- MATERIAL FOR THIS TASK
---*---
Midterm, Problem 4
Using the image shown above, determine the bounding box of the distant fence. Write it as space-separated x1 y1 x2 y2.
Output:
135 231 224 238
---*---
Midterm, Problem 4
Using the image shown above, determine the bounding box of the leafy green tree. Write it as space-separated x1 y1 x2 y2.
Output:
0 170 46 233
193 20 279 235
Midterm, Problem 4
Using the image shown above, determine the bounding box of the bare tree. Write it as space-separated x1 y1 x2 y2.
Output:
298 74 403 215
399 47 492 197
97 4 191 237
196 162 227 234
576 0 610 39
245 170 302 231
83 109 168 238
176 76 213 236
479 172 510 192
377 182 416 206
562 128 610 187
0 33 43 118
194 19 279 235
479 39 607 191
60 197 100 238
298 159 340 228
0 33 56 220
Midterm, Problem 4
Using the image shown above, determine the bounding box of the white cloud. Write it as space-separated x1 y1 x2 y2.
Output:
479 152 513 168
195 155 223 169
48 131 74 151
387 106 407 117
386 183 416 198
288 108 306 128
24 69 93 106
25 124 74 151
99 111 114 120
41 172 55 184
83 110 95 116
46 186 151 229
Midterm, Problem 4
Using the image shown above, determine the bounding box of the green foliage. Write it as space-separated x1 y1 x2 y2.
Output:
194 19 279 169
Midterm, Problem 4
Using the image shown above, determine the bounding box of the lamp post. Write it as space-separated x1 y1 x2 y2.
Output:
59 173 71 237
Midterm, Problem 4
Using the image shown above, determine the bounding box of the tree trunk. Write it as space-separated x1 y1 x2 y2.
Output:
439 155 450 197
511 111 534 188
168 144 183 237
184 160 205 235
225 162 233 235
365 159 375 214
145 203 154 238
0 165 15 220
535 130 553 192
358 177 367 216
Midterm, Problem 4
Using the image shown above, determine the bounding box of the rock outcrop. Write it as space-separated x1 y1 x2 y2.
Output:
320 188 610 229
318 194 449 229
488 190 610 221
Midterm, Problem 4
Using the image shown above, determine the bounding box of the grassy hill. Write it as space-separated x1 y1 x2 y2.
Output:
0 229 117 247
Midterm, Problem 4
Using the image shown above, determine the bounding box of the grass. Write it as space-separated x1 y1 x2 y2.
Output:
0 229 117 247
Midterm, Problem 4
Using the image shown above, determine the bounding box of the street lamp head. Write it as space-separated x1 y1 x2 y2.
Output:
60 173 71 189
---*---
- ASSIGNED TASK
In the listing above, find the line containing "of the green" and the line containing "of the lamp", then retype both and every line between them exactly, with nothing else.

- ANSWER SPACE
Using the image shown above, determine the bounding box of the green foliage. Write it as space-separated x1 y1 x2 y2.
Output:
194 19 279 169
Midterm, Problem 4
Using the image shown above, determine the bounding box of the lamp post. Write it as space-separated x1 y1 x2 y2.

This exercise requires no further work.